Nothing but the lines from the one with "Where can the orange coveralls" through the end of the listing should be reproduced, each exactly and with pictures omitted.

════════

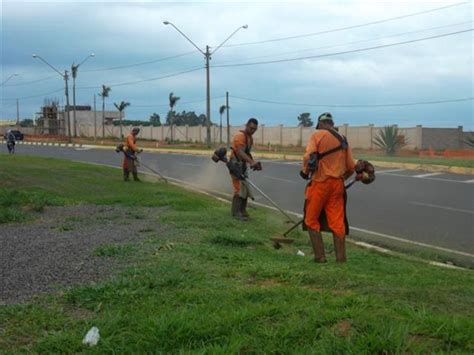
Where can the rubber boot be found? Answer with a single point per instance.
(135, 177)
(235, 206)
(340, 249)
(243, 207)
(318, 246)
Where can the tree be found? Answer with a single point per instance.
(122, 106)
(221, 112)
(103, 95)
(305, 119)
(172, 100)
(389, 140)
(155, 120)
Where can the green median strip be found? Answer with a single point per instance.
(197, 281)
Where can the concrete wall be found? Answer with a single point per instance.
(443, 138)
(359, 137)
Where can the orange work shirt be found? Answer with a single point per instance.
(130, 142)
(241, 141)
(334, 165)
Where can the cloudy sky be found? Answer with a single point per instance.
(324, 53)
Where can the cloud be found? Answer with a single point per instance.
(132, 32)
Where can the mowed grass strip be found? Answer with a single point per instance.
(209, 284)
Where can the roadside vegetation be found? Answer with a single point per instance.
(209, 284)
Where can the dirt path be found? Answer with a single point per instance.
(57, 248)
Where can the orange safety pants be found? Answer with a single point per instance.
(326, 198)
(235, 185)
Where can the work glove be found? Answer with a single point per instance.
(256, 166)
(304, 175)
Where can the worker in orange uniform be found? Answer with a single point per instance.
(130, 150)
(327, 163)
(241, 156)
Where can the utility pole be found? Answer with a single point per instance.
(17, 113)
(208, 98)
(95, 121)
(74, 69)
(74, 74)
(228, 122)
(207, 55)
(66, 108)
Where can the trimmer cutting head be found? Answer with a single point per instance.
(278, 241)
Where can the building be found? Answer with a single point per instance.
(53, 120)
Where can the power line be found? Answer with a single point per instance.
(144, 80)
(344, 52)
(347, 27)
(354, 42)
(181, 103)
(139, 64)
(33, 96)
(354, 105)
(31, 82)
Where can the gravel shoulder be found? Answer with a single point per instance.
(56, 249)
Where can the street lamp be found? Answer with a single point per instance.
(74, 69)
(207, 55)
(11, 76)
(65, 76)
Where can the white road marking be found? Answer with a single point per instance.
(427, 178)
(389, 171)
(189, 164)
(83, 148)
(427, 175)
(279, 179)
(382, 235)
(440, 207)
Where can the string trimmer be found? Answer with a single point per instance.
(122, 148)
(365, 172)
(221, 155)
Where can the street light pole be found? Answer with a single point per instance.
(207, 55)
(208, 98)
(65, 76)
(74, 69)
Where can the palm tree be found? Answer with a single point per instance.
(173, 100)
(221, 112)
(305, 119)
(389, 139)
(103, 95)
(121, 106)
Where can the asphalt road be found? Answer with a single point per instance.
(420, 207)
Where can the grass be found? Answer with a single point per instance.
(210, 284)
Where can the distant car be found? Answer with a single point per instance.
(18, 135)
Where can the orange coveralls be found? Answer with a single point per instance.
(325, 194)
(240, 141)
(131, 145)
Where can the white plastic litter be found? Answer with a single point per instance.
(92, 337)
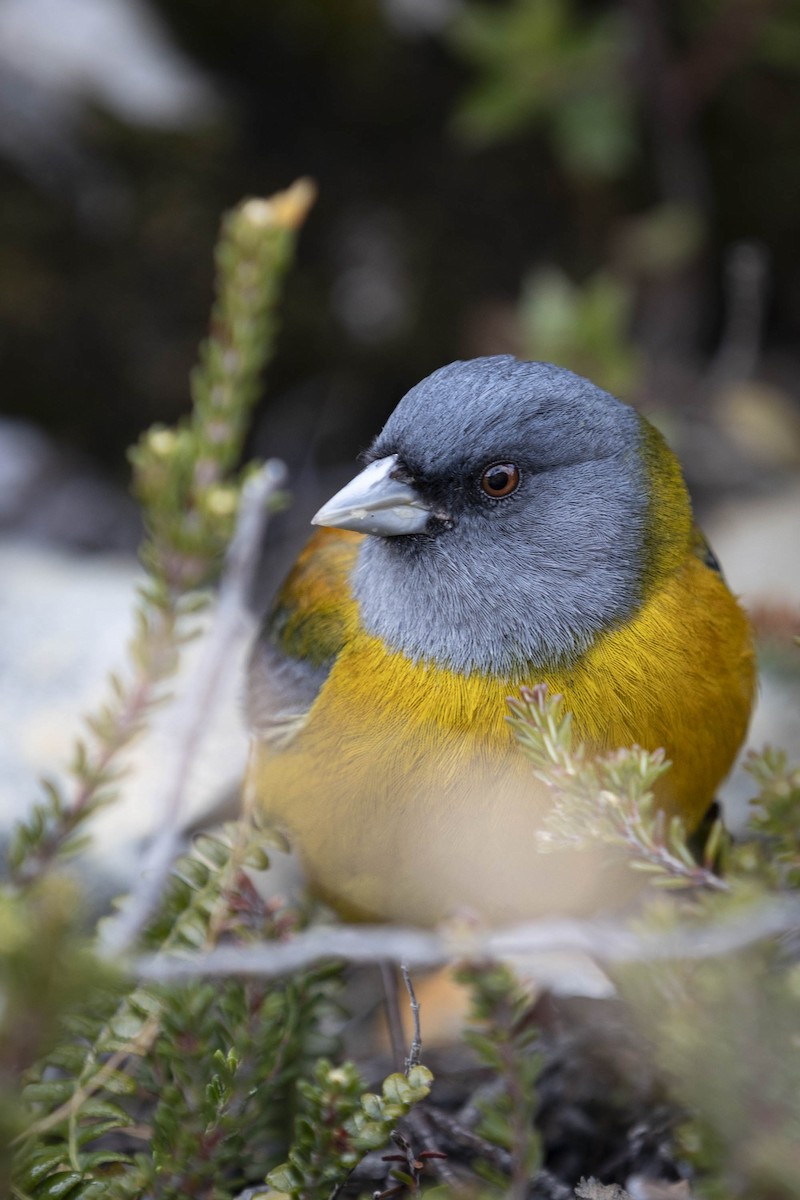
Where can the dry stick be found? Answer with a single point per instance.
(394, 1020)
(196, 708)
(415, 1050)
(605, 941)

════════

▶ [Response below]:
Where can the orange coveralls be found? Answer with a single point per instance.
(325, 194)
(240, 141)
(131, 145)
Where can the white plastic litter be found? Answer with a single point per instance.
(92, 337)
Where can the dry stick be found? Answer with a single point per instance.
(394, 1020)
(196, 708)
(415, 1050)
(605, 941)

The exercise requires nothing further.